* Problem description
Verbatim reproduction of the entries is required; images must be omitted.

------------------------

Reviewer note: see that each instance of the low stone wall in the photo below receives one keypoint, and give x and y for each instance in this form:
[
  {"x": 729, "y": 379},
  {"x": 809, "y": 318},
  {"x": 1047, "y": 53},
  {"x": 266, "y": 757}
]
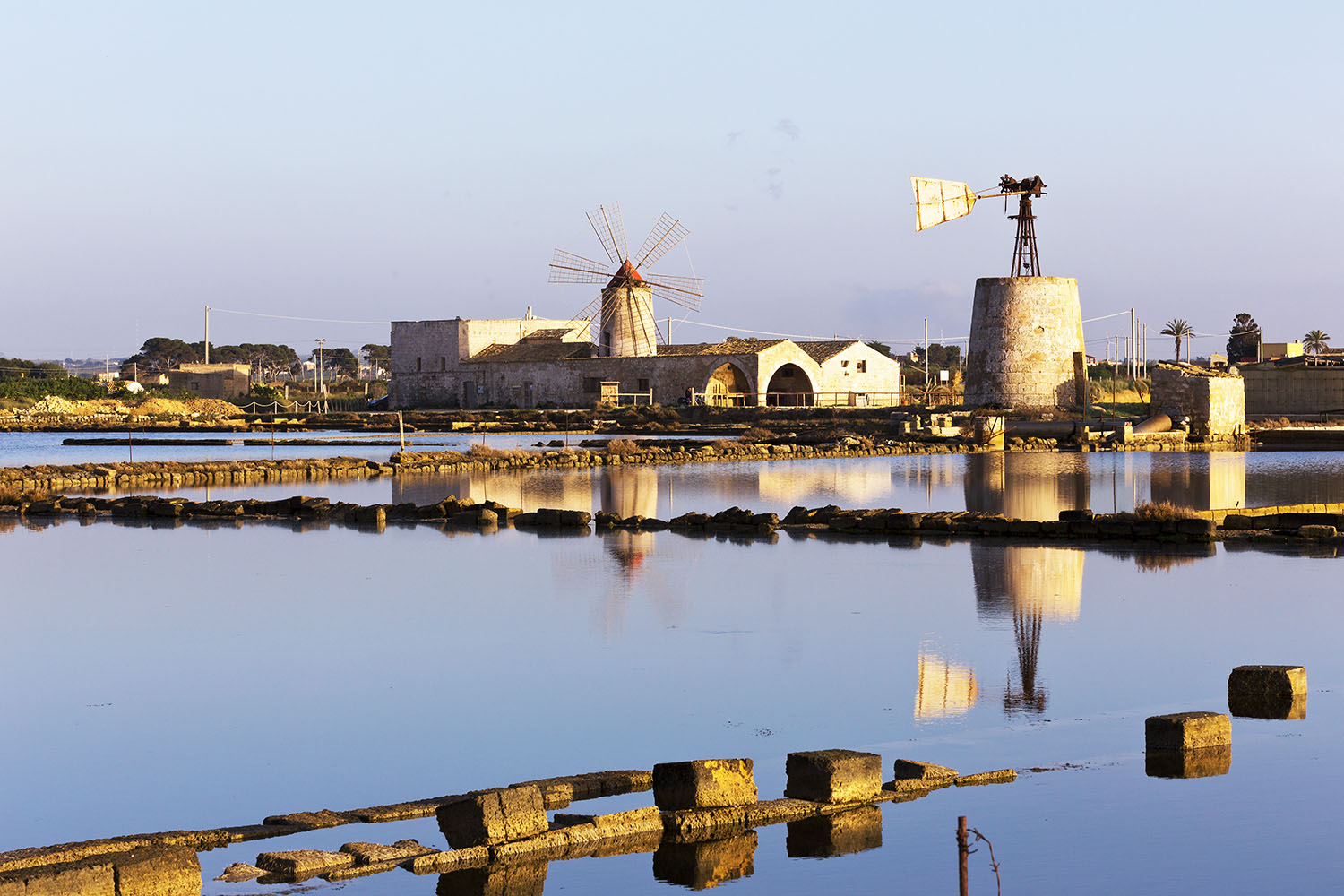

------------------------

* Result below
Reviewer note: see that each instance of the low stone wall in the photo below receives one keypoint, and give x and y for each instance in this form:
[
  {"x": 729, "y": 379},
  {"x": 809, "y": 318},
  {"x": 1047, "y": 53},
  {"x": 266, "y": 757}
]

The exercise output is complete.